__Required task__
Transcribe, exactly as they appear, only the lines from the one holding "If you would be willing to indicate the wire" through the end of the entries below.

§ §

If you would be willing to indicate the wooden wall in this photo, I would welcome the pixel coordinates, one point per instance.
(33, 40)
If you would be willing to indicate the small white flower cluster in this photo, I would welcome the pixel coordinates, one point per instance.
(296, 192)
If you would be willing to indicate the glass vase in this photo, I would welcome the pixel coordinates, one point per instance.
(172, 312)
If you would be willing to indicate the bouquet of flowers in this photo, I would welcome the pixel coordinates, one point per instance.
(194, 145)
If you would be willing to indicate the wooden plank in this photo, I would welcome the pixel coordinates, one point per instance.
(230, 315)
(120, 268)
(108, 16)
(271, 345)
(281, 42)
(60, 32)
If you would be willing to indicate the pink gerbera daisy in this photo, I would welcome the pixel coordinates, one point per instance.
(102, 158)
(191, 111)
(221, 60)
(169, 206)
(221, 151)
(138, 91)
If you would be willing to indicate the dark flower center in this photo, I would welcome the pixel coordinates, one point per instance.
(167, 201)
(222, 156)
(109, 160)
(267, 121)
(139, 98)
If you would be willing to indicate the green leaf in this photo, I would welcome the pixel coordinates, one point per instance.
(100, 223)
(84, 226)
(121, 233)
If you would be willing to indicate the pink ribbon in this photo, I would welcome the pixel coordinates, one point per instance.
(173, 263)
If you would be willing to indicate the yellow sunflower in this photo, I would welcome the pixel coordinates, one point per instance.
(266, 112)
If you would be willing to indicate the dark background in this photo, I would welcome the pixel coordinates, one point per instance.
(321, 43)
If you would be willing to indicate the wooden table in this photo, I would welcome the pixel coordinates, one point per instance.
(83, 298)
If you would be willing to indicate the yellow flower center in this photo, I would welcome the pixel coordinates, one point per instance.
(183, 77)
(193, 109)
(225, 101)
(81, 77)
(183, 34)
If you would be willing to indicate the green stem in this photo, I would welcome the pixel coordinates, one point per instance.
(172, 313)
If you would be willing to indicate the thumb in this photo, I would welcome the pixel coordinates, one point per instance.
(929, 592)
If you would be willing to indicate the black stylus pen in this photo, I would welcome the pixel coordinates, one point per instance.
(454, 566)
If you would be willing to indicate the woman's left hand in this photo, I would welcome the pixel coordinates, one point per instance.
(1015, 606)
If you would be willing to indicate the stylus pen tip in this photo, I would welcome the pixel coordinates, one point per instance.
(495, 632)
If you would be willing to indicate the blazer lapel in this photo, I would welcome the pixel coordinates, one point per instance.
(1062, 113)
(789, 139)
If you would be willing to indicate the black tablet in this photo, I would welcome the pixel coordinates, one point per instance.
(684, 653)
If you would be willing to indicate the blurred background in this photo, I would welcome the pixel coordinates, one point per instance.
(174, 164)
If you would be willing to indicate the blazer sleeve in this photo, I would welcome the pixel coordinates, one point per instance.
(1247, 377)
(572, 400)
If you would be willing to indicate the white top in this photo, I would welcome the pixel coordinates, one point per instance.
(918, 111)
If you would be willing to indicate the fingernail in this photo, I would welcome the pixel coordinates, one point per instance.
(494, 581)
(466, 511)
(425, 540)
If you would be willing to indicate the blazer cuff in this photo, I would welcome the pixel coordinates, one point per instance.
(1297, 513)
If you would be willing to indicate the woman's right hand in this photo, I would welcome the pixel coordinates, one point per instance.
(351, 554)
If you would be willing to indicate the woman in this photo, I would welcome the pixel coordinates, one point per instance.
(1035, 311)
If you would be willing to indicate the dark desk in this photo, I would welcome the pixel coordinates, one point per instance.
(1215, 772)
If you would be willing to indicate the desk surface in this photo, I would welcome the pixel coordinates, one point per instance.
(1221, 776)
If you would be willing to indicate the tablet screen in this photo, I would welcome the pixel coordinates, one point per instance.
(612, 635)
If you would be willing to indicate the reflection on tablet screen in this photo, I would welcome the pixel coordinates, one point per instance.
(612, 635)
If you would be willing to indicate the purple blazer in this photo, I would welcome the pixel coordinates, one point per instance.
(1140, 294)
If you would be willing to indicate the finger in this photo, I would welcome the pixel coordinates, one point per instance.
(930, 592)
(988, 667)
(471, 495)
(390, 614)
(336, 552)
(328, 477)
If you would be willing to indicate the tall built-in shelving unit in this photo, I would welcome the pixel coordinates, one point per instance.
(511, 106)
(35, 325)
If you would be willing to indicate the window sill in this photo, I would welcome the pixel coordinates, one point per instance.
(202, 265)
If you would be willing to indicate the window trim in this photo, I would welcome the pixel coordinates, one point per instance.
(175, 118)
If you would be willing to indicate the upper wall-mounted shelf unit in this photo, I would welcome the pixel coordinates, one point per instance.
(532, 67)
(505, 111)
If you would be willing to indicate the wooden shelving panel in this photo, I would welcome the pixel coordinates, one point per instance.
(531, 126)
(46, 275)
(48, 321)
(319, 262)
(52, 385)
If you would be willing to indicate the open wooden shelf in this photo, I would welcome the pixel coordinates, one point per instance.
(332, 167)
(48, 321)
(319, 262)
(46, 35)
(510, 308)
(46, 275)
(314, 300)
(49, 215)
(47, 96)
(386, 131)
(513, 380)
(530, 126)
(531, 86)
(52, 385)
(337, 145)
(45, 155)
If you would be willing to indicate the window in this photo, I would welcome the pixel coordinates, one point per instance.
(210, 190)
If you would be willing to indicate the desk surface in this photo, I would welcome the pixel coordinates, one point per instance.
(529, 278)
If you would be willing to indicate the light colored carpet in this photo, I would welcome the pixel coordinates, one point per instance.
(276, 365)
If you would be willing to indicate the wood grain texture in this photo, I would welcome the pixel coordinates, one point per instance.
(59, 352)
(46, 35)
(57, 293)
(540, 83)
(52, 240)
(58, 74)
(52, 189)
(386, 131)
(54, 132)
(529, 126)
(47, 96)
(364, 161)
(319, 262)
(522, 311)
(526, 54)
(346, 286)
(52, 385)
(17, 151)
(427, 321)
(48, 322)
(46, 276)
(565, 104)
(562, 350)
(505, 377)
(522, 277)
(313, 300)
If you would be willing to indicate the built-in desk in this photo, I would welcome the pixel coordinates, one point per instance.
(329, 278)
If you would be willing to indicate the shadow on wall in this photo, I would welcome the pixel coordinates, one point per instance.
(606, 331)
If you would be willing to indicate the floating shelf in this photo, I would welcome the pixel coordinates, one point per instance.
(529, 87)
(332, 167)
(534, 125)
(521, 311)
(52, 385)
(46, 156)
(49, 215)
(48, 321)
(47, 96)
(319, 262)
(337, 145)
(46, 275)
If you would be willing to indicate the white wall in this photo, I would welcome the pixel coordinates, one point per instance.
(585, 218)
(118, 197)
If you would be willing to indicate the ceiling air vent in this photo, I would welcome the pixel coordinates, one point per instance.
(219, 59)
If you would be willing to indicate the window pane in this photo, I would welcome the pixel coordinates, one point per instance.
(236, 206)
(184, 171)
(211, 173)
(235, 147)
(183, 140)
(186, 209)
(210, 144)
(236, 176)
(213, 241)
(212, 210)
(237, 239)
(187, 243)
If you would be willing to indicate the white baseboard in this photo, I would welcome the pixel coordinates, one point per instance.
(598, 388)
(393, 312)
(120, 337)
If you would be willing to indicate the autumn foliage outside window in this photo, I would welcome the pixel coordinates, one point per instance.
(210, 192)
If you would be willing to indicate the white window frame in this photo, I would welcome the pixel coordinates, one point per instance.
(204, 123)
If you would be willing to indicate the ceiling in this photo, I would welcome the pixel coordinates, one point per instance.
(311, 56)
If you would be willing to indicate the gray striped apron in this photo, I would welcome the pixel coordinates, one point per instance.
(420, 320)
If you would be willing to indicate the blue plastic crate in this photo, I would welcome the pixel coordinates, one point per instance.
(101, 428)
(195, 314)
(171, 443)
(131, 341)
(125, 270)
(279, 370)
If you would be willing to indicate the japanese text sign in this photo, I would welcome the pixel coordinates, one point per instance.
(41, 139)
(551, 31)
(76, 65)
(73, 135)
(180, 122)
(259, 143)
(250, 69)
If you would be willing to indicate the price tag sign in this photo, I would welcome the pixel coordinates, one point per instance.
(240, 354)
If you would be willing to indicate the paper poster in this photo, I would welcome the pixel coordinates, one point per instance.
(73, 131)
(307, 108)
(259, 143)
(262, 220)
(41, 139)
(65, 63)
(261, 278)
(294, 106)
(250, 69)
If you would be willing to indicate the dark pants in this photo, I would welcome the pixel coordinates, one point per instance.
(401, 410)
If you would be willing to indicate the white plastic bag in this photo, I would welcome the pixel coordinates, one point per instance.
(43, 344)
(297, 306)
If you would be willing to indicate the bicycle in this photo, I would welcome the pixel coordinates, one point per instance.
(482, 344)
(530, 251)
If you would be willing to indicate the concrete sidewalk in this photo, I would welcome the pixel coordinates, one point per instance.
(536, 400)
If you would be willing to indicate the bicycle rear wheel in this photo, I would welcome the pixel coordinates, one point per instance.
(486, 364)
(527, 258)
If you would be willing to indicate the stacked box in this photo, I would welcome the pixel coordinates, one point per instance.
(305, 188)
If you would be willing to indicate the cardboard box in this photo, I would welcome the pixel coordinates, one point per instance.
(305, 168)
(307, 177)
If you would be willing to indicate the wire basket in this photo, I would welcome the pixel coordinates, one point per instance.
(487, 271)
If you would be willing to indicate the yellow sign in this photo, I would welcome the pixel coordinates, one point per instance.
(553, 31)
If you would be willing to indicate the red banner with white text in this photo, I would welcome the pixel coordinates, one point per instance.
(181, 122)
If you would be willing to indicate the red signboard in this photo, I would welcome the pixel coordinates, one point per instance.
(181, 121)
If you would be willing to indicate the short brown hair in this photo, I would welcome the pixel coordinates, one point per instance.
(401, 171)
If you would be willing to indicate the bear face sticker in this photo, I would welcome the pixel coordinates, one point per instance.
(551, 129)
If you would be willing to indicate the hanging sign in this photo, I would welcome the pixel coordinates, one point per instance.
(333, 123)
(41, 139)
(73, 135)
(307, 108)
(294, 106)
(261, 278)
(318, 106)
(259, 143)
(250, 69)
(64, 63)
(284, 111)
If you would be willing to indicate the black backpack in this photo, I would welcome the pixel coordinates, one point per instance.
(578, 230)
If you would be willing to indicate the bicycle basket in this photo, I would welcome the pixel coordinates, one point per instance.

§ §

__Written answer__
If you would be willing to indicate the wire basket in this photo, I would welcome the pixel coordinates, one point per instance.
(487, 271)
If you would be willing to indicate the yellow sign in this photo, I would welcome the pixel coordinates, one point per instance.
(553, 31)
If you would be willing to indicate the red banner with white text in this photo, I would welcome the pixel coordinates, one point per instance.
(181, 122)
If you would be willing to indicate the red signboard in this photo, I would welcome the pixel coordinates, one point per instance.
(181, 121)
If you would be willing to indicate the short brown hair in this photo, I would welcome the pixel coordinates, one point per instance.
(401, 171)
If you would be willing to indicate the bear face sticker in this photo, I would welcome the pixel coordinates, one point per instance.
(551, 129)
If you would be willing to indicate the hanging sign in this photo, I would welcome the pixel coordinates, one point per instance.
(333, 123)
(41, 139)
(73, 135)
(307, 108)
(294, 106)
(261, 278)
(318, 106)
(259, 143)
(250, 69)
(64, 63)
(284, 111)
If you would be willing to indicate the black backpack in this photo, I would welcome the pixel coordinates, one point per instance.
(578, 230)
If you would be willing to indicate the bicycle basket in this photo, I would welcome the pixel coordinates, one point per instance.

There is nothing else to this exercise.